EXTRACTED TEXT:
·····
The Echo Chamber
- First edition, with quote from Ali Smith
- Author: Luke Williams
- Cover artist: gray318
- Language: English
- Publisher: Hamish Hamilton
- Publication date: 2011
- Publication place: United Kingdom
- Media type: Print
- Pages: 384
- ISBN: 0-241-14300-4

= The Echo Chamber =

2011 novel by Luke Williams

The Echo Chamber is the debut novel of Scottish author Luke Williams, published in 2011. The Saltire Society awarded it the Scottish First Book of the Year prize that year. As revealed in the book's acknowledgements, two of the chapters, extracts from the diary of Damaris, a young woman and Evie's first lover, were written by a friend, Natasha Soobramanien.

==Plot introduction==
The novel concerns Evie Steppman, who aged 54 and living in Gullane in Scotland, tells of her life growing up in 1940s Lagos at the end of British rule in Nigeria, and more specifically of her auditory abilities as she maps the world around her through her amazing sense of hearing, beginning in the womb... with things happening.
·····
EXERCISE MATERIAL:
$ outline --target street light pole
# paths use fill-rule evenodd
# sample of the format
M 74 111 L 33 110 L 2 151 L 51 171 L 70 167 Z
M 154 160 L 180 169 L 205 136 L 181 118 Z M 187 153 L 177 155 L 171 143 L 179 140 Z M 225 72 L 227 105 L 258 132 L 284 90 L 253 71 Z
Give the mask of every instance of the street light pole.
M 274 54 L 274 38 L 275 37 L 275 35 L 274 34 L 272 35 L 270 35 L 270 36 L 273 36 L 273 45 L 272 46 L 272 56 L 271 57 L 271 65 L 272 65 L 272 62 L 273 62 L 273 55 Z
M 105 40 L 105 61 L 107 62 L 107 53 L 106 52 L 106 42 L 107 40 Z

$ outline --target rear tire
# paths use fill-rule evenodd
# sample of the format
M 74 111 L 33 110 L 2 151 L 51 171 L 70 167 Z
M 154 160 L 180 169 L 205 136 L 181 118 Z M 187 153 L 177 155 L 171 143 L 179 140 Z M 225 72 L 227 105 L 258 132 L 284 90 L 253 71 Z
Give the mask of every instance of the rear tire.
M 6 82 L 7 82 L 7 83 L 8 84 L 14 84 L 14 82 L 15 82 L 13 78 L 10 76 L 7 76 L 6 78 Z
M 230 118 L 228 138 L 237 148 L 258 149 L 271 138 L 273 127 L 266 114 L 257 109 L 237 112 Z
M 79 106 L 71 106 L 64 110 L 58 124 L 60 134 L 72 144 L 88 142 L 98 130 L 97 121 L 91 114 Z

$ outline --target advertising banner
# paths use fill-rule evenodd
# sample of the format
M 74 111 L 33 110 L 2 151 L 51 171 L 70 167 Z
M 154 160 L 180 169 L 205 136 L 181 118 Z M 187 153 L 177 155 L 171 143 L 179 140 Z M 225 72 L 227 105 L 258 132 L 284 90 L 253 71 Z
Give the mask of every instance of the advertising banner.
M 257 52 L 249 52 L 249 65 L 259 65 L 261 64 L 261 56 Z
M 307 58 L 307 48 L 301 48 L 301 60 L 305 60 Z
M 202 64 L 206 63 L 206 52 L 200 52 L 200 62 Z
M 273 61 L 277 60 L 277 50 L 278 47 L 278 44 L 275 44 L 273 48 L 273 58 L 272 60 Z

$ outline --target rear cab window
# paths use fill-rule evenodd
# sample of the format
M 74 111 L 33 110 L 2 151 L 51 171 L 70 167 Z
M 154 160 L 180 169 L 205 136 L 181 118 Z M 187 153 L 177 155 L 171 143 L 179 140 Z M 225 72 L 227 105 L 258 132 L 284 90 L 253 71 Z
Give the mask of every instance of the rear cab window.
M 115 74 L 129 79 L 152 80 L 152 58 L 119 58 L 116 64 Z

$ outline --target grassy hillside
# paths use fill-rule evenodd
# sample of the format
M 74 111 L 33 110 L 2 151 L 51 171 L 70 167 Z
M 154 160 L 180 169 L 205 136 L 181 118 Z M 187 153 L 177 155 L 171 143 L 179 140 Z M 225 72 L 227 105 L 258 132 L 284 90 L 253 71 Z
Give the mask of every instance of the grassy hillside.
·····
WRITTEN TASK 1: Copy, word for word, the part of the article about The Echo Chamber that opens with the words containing "2011 novel by" and closes with "friend, Natasha Soobramanien.".
WRITTEN TASK 2: Update the records from their first line through the line containing "M 79 106 L 71", replacing "rear tire" with "back tire" and leaving everything else unchanged. Give only those lines.
The article about The Echo Chamber and the records are unrelated material.

EXERCISE ANSWER 1:
2011 novel by Luke Williams

The Echo Chamber is the debut novel of Scottish author Luke Williams, published in 2011. The Saltire Society awarded it the Scottish First Book of the Year prize that year. As revealed in the book's acknowledgements, two of the chapters, extracts from the diary of Damaris, a young woman and Evie's first lover, were written by a friend, Natasha Soobramanien.

EXERCISE ANSWER 2:
$ outline --target street light pole
# paths use fill-rule evenodd
# sample of the format
M 74 111 L 33 110 L 2 151 L 51 171 L 70 167 Z
M 154 160 L 180 169 L 205 136 L 181 118 Z M 187 153 L 177 155 L 171 143 L 179 140 Z M 225 72 L 227 105 L 258 132 L 284 90 L 253 71 Z
Give the mask of every instance of the street light pole.
M 274 54 L 274 38 L 275 37 L 275 35 L 274 34 L 272 35 L 270 35 L 270 36 L 273 36 L 273 45 L 272 46 L 272 56 L 271 57 L 271 65 L 272 65 L 272 62 L 273 62 L 273 55 Z
M 105 40 L 105 61 L 107 62 L 107 53 L 106 52 L 106 42 L 107 40 Z

$ outline --target back tire
# paths use fill-rule evenodd
# sample of the format
M 74 111 L 33 110 L 2 151 L 51 171 L 70 167 Z
M 154 160 L 180 169 L 205 136 L 181 118 Z M 187 153 L 177 155 L 171 143 L 179 140 Z M 225 72 L 227 105 L 258 132 L 284 90 L 253 71 Z
Give the mask of every instance of the back tire.
M 6 82 L 7 82 L 7 83 L 8 84 L 14 84 L 14 82 L 15 82 L 13 78 L 10 76 L 7 76 L 6 78 Z
M 230 118 L 228 138 L 237 148 L 258 149 L 271 138 L 273 127 L 266 114 L 257 109 L 237 112 Z
M 79 106 L 71 106 L 64 110 L 58 124 L 60 134 L 72 144 L 88 142 L 98 130 L 97 121 L 91 114 Z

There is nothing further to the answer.